ITEMS –
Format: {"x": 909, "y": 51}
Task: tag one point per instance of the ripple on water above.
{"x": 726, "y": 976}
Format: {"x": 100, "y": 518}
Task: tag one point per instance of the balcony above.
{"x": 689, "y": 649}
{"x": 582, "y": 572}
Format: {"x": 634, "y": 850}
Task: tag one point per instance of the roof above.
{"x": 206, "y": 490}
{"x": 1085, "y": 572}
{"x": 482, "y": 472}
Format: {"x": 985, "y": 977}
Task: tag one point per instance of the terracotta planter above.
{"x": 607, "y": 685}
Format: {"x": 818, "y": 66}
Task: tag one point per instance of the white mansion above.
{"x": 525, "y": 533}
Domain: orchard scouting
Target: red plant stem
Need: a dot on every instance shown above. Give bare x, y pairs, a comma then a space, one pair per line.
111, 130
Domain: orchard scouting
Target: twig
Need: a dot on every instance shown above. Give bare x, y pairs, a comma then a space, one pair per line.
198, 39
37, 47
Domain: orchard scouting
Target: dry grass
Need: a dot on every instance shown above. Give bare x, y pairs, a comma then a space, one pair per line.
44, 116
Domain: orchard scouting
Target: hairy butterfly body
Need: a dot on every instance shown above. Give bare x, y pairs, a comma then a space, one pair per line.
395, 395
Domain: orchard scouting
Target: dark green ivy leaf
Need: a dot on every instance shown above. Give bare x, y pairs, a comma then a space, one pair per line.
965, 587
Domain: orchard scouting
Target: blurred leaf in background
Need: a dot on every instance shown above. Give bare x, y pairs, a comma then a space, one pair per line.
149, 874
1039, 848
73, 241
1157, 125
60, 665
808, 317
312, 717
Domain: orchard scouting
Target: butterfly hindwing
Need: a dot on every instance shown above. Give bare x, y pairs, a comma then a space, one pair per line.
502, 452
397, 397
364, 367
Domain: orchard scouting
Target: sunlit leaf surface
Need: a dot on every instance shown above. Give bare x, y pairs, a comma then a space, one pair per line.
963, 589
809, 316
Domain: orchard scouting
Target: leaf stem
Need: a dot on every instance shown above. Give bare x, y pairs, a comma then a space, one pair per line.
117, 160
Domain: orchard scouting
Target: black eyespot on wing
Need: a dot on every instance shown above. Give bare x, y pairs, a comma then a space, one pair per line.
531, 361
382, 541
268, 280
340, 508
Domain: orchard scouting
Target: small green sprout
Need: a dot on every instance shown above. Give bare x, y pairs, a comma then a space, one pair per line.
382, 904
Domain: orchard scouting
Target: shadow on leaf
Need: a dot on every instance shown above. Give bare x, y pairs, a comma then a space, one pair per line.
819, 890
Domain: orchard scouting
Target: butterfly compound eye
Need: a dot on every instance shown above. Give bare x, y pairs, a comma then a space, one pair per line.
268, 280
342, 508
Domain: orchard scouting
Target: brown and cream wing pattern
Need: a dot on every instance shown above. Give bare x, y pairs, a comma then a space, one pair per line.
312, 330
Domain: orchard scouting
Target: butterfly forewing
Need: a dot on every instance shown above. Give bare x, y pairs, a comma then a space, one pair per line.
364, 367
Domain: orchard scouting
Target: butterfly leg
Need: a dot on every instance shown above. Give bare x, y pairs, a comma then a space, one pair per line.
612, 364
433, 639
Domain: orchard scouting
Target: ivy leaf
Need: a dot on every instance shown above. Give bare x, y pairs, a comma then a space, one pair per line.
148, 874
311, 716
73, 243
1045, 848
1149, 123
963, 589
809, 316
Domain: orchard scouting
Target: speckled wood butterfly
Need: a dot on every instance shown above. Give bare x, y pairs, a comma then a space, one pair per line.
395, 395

TASK BRIEF – Copy out every entry again, exactly as it was given.

ANSWER BELOW –
Format: {"x": 909, "y": 51}
Task: tag one point per instance of the ripple on water above.
{"x": 726, "y": 976}
Format: {"x": 100, "y": 518}
Task: tag one point per instance of the balcony above.
{"x": 689, "y": 649}
{"x": 582, "y": 572}
Format: {"x": 634, "y": 850}
Task: tag one point per instance of the roof above.
{"x": 206, "y": 490}
{"x": 1085, "y": 572}
{"x": 482, "y": 472}
Format: {"x": 985, "y": 977}
Task: tag one point per instance of the terracotta planter above.
{"x": 607, "y": 685}
Format: {"x": 818, "y": 66}
Task: tag one point per instance of the white mansion above.
{"x": 525, "y": 533}
Domain: orchard scouting
Target: red plant stem
Need: a dot on every instance shown above. Give bare x, y pairs, a comma then a space, one pair per line.
111, 130
Domain: orchard scouting
Target: twig
Need: a dot on every instance shown above. Give bare x, y pairs, a comma then a space, one pair per line.
198, 39
37, 47
Domain: orchard scouting
Target: dry grass
Need: a dot on every instance shown above. Give bare x, y pairs, a comma then a space, one pair per line.
44, 116
Domain: orchard scouting
Target: hairy butterfly body
Need: a dot on every instance shown above. Give bare x, y pairs, a comma then a space, one pair per line.
395, 395
Domain: orchard scouting
Target: dark green ivy leaf
Need: a dot on every instance shown above. Give bare x, y pairs, a comma then a space, one pair per line.
965, 587
Domain: orchard scouting
Target: blurred leaf in background
Need: a dot on every instance shown above. Give bare x, y pairs, a comma then a space, one pair per line.
149, 874
1039, 848
73, 241
1157, 125
60, 665
808, 317
312, 717
Domain: orchard scouting
Target: butterfly hindwing
Need: a dot on every instance shown above. Give bare x, y pairs, a comma then a space, one pair per line.
502, 452
397, 397
364, 367
Domain: orchard scouting
Target: sunlit leaf surface
Need: a dot on every instance shown above. Give bare x, y pairs, a comma then a space, one pair per line.
963, 589
809, 316
Domain: orchard scouting
Target: leaf stem
Need: a dot on every instance shown above. Give bare x, y pairs, a comma then a space, one pair per line.
117, 160
Domain: orchard scouting
Target: black eyespot on wing
Need: a dot on every instance shown above. Give bare x, y pairs, a comma then a space, one pair per line.
531, 361
382, 541
268, 280
340, 508
Domain: orchard scouting
Target: small green sprout
Need: a dot on every instance shown above. Give bare x, y pairs, a comma then a space, one pair per line.
382, 904
Domain: orchard scouting
Target: shadow on leaf
Need: a dot on every instance shown above. Give bare x, y pairs, a comma then a space, one pair per line.
819, 890
Domain: orchard scouting
Target: butterfly compound eye
Need: a dot on every instance shown above. Give bare x, y pairs, a comma then a space, one pair per line.
268, 280
342, 508
Domain: orchard scouting
Target: brown and cream wing pattern
Need: a dot on every instance shown above. Give bare x, y pairs, a comma then a space, one pair per line.
312, 330
Domain: orchard scouting
Target: butterfly forewing
Need: a dot on every instance shown above. Give bare x, y pairs, a comma then a space, one pair per line.
364, 367
Domain: orchard scouting
Target: butterfly leg
Need: a dot on every instance shown above. Give bare x, y pairs, a comma then a space, one pair per line.
612, 364
433, 639
Domain: orchard scouting
Target: ivy leaf
Need: a dot on every instance shown above. Give bare x, y pairs, a comma then a space, one pair per line.
148, 874
311, 716
73, 243
1045, 848
1149, 123
963, 589
809, 316
Domain: orchard scouting
Target: speckled wood butterfly
Need: a dot on every instance shown above. Give bare x, y pairs, a comma then a space, one pair per line.
395, 395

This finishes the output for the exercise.